[[ Selected excerpt open ]]

Miranda Ashland was 6 months old when she received a liver transplant at Lucile Packard Children’s Hospital. Today, she is a healthy 17-year-old who spoke at Thursday’s groundbreaking ceremony for the hospital’s $1.2-billion-dollar expansion, scheduled to open in December 2016.
The expansion is necessary, according to hospital CEO and President Christopher G. Dawes, because “we were turning children away.” (Story continues below.)
The new facility, located at the corner of Quarry and Welch Roads on the Stanford campus, will stand next to the existing children’s hospital, which was built in 1991. The building will add 104 beds for a total of 361 in the combined facilities. Seven new operating rooms will almost double the current surgical capacity. New patient rooms, the majority of which will be private, will feature fold-out double beds, closets, large TVs and private bathrooms to accommodate children’s families and visitors.
“The best way to take care of a child is actually to take care of the whole family,” Dawes said.
Nicole Neal, a new mother, knows this firsthand. Her daughter, Audrey, was born at Lucile Packard Children’s Hospital just five months ago. Neal said, when was in the hospital, her obstetrician continually asked what could be done to make her husband feel more comfortable or more included in the process. After Audrey’s birth, Neal was diagnosed with a rare medical condition. She was impressed when the head of High-Risk Obstetrics asked for her feedback on the way he managed her case. Patients like Neal who give birth in the new facility will have access to quiet places for their family members to wait and private patient rooms. There will also be age-appropriate playrooms for children and teen patients.

[[ Selected excerpt closed ]]
[[ Supplied material open ]]

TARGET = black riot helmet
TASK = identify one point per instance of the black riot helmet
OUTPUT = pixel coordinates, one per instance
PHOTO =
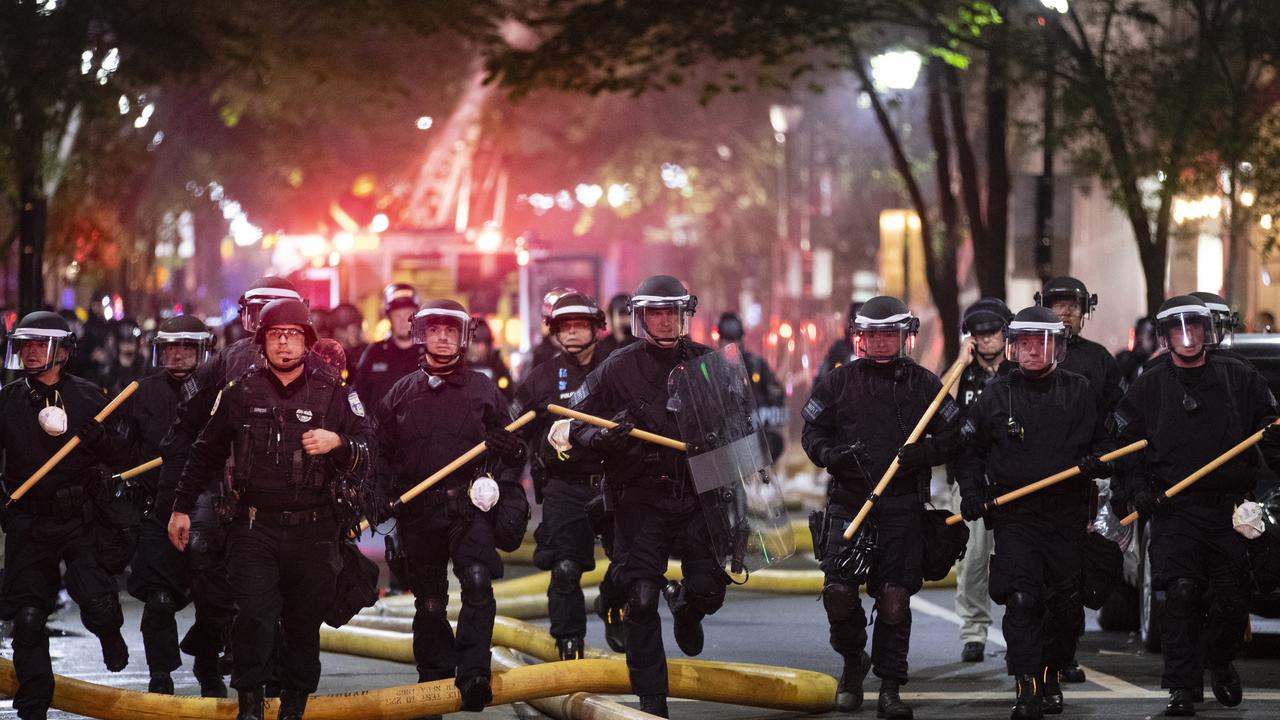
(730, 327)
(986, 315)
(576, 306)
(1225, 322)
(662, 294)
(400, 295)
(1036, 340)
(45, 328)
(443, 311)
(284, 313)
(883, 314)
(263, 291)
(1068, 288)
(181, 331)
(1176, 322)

[[ Supplied material closed ]]
[[ Supplied material open ]]

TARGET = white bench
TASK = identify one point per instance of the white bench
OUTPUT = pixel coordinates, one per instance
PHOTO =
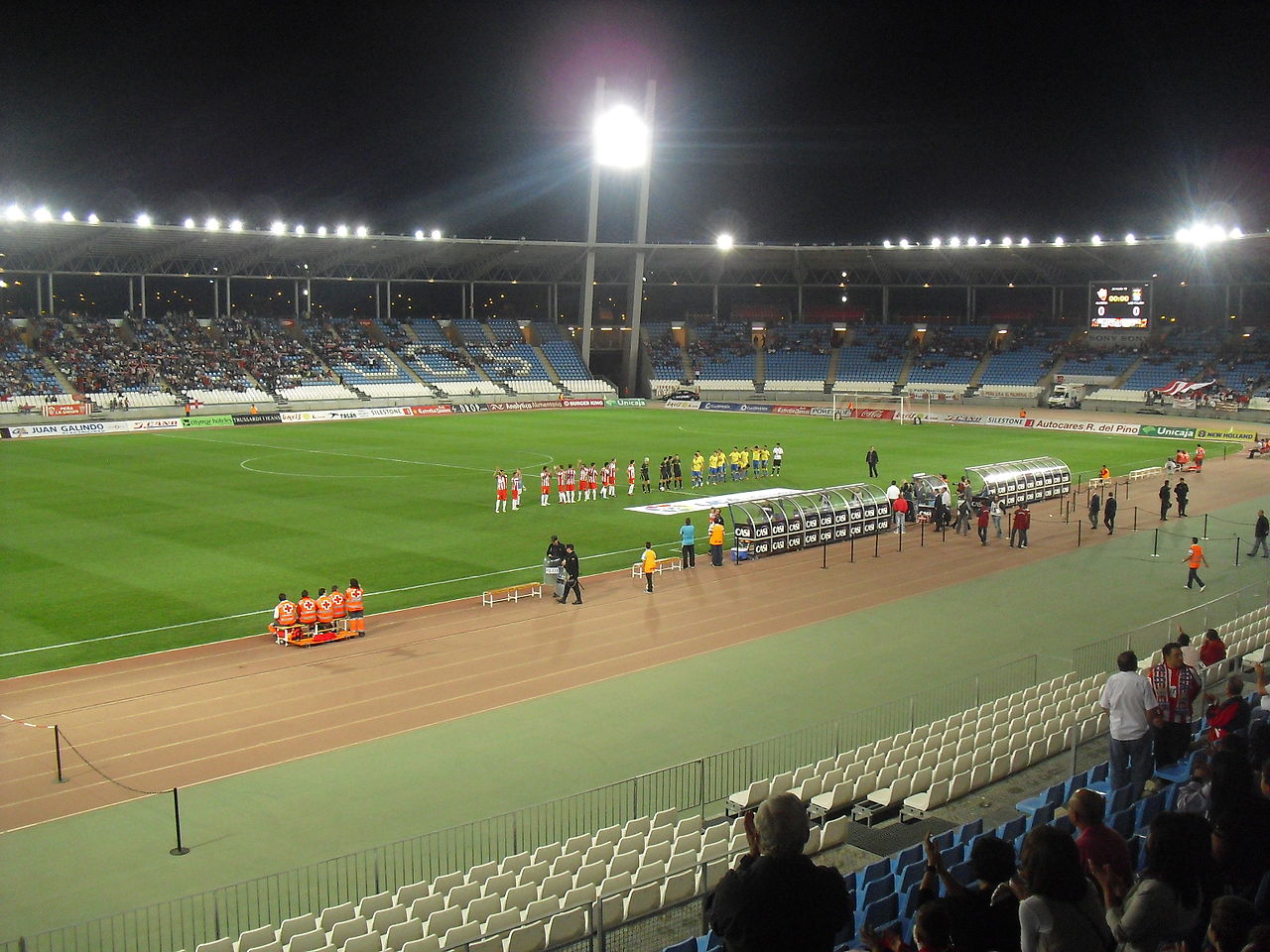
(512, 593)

[[ Supplied material closed ]]
[[ Supplied material open ]]

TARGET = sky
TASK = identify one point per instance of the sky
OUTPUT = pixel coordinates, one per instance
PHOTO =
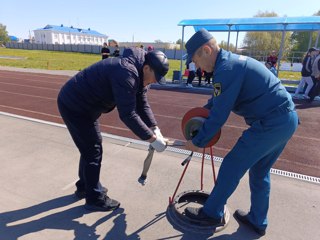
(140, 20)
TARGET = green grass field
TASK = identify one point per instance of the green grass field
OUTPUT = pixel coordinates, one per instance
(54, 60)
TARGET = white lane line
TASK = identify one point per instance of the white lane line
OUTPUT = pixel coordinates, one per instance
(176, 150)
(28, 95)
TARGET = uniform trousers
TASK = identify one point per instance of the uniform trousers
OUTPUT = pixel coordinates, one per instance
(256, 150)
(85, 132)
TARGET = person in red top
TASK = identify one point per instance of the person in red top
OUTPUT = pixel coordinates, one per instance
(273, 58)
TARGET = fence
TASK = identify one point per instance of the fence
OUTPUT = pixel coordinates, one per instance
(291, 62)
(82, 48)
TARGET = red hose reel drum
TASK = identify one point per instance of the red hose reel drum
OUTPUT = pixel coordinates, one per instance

[[ Supplied material closed ]]

- What you will do -
1. Decide whether each statement agrees with the article on the children's hospital expansion. Give yes or no, with the words from the article that settle it. (a) The existing children's hospital was built in 1991. (b) After the expansion, the combined facilities will have 104 beds. (c) Miranda Ashland was 17 when she received her liver transplant.
2. According to the article on the children's hospital expansion, why is the expansion needed? Answer in one to three sentences.
3. Please carry on the article about the children's hospital expansion, starting after its last sentence.

- Solved problems -
1.
(a) Yes: "which was built in 1991."
(b) No: "The building will add 104 beds for a total of 361 in the combined facilities."
(c) No: "was 6 months old when she received a liver transplant."

2. Hospital CEO and President Christopher G. Dawes says the expansion is necessary because "we were turning children away."

3.
Private donors, including the David and Lucile Packard Foundation, Hewlett-Packard, Apple and John A. and Susan Sobrato, have contributed $250 million to the expansion so far. The rest of the project’s funding will come from hospital income and reserves, public bonds and further donor contributions.
Architects of Perkins+Will broke the ground at Thursday’s ceremony. Their sustainable designs for the innovative facility include on-site water collection, wind turbines, recycling infrastructure, electric vehicle charging stations and native plants in the outdoor gardens. More than 3.5 acres of healing outdoor spaces and greenery will accompany the 521,000-square-foot expansion. This is nearly twice the size of the existing 293,000-square-foot facility. It is a building designed for the future, Dawes said.